**Action item:** Figure out the number of lines in the entries that hold the string "stone", then give that number and nothing else.

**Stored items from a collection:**
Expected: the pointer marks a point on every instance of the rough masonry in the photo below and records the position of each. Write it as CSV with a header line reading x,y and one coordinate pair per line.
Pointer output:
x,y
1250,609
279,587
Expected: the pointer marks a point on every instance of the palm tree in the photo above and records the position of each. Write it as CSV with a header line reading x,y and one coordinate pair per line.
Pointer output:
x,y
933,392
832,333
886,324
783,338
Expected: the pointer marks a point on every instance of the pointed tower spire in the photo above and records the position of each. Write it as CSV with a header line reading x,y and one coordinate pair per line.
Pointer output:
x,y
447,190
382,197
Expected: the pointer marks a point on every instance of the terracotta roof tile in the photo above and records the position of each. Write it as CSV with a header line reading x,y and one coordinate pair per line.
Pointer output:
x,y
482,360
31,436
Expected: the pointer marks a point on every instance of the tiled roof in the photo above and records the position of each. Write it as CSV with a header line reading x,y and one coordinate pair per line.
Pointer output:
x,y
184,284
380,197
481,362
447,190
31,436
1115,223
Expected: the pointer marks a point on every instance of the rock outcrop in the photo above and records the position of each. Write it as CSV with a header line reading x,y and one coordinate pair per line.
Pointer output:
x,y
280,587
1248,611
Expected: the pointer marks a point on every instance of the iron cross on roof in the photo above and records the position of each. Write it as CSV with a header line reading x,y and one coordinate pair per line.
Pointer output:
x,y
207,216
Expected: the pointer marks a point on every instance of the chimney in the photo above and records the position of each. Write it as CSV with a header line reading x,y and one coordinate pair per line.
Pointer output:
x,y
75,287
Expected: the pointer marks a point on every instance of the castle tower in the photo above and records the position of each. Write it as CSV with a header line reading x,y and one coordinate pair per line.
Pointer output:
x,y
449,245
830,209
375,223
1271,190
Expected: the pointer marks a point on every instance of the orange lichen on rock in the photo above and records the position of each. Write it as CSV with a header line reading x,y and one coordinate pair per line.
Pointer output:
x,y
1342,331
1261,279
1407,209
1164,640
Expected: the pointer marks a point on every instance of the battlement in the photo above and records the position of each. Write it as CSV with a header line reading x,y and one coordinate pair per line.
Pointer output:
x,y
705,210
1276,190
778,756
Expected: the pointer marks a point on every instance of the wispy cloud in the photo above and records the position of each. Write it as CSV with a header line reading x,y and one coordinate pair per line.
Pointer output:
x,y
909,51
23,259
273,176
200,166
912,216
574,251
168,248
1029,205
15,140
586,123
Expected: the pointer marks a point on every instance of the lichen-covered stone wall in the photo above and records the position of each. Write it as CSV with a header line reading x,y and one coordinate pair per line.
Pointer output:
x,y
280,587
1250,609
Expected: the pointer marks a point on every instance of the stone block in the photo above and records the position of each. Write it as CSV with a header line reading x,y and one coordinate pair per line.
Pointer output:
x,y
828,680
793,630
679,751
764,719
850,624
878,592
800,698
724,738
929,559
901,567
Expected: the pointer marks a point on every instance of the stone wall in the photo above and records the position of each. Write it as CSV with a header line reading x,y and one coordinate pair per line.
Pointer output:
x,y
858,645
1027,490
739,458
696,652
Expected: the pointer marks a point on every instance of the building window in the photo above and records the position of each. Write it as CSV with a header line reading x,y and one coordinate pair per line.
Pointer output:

**Exercise answer:** 3